[Start of Attachment]

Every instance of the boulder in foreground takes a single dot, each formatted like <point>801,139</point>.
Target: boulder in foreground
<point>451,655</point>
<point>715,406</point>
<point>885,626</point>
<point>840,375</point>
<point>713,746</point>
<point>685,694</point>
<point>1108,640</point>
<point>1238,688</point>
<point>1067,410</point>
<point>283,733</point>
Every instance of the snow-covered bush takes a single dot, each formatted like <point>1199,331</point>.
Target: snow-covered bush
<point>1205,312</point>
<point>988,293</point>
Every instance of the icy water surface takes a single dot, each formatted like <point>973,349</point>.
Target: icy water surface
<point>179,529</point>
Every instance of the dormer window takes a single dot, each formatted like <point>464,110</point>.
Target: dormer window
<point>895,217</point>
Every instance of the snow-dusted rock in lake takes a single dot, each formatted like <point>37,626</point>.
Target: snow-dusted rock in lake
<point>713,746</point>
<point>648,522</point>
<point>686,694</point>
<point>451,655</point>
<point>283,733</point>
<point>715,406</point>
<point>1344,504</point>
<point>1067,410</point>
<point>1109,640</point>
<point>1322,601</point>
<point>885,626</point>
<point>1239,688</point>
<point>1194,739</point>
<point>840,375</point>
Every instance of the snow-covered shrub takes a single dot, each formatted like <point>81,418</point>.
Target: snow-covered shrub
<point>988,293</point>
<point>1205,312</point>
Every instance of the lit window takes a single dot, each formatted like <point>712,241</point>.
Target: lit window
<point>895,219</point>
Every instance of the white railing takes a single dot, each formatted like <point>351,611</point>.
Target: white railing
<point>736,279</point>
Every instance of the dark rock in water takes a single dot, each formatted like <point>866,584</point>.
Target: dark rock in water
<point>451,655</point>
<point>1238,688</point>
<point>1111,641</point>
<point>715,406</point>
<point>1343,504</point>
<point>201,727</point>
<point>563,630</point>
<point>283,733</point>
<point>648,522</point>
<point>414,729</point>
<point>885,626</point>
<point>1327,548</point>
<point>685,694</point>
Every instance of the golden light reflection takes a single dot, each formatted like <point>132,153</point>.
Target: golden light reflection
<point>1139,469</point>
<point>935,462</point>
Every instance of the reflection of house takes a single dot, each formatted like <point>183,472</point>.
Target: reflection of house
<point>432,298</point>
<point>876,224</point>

[End of Attachment]

> Task objective
Your task is to return the full listing exactly as it was given.

> Your solution
Every instance of the boulder in foreground takes a single dot, each formatted like <point>801,139</point>.
Target: boulder in foreground
<point>451,655</point>
<point>715,406</point>
<point>885,626</point>
<point>840,375</point>
<point>713,746</point>
<point>685,694</point>
<point>1108,640</point>
<point>1238,688</point>
<point>1067,410</point>
<point>283,733</point>
Every instance of the snow-covered bush takes a single dot, each formatted like <point>1199,331</point>.
Target: snow-covered bush
<point>1205,312</point>
<point>988,293</point>
Every instance of the icy water surface takes a single dot, each formatted like <point>973,349</point>.
Target: icy water surface
<point>179,529</point>
Every instance of the dormer window takes a single dot, each formatted like <point>464,110</point>.
Target: dormer window
<point>895,217</point>
Every instance of the snow-dusted rock in lake takes a single dot, each formatted like <point>37,626</point>.
Target: snow-dusted rock in lake
<point>713,746</point>
<point>648,522</point>
<point>686,694</point>
<point>451,655</point>
<point>283,733</point>
<point>715,406</point>
<point>1344,504</point>
<point>1067,410</point>
<point>1109,640</point>
<point>1322,601</point>
<point>885,626</point>
<point>1239,688</point>
<point>1194,739</point>
<point>840,375</point>
Every instance of the snow-covered shrub takes a single dot, each formatted like <point>81,418</point>.
Target: snow-covered shrub
<point>988,293</point>
<point>1205,312</point>
Every instance of the lit window takes a single dot, each formatted like <point>712,241</point>.
Target: lit window
<point>895,219</point>
Every instance of the white railing takes a single dot, each formatted like <point>351,611</point>.
Target: white railing
<point>736,279</point>
Every instance of the dark rock in water takes a single dot, each formatted like <point>866,584</point>.
Target: dark rock in water
<point>451,655</point>
<point>1238,688</point>
<point>1111,641</point>
<point>715,406</point>
<point>1343,504</point>
<point>201,727</point>
<point>563,630</point>
<point>283,733</point>
<point>648,522</point>
<point>414,729</point>
<point>885,626</point>
<point>1327,548</point>
<point>685,694</point>
Every instance of the golden light reflection takes a single dot, each formatted like <point>132,153</point>.
Target: golden light reflection
<point>1139,469</point>
<point>935,462</point>
Every instance of the reflection of house takes a single dot, each formatted like <point>183,472</point>.
Target: reflection of house
<point>432,298</point>
<point>876,224</point>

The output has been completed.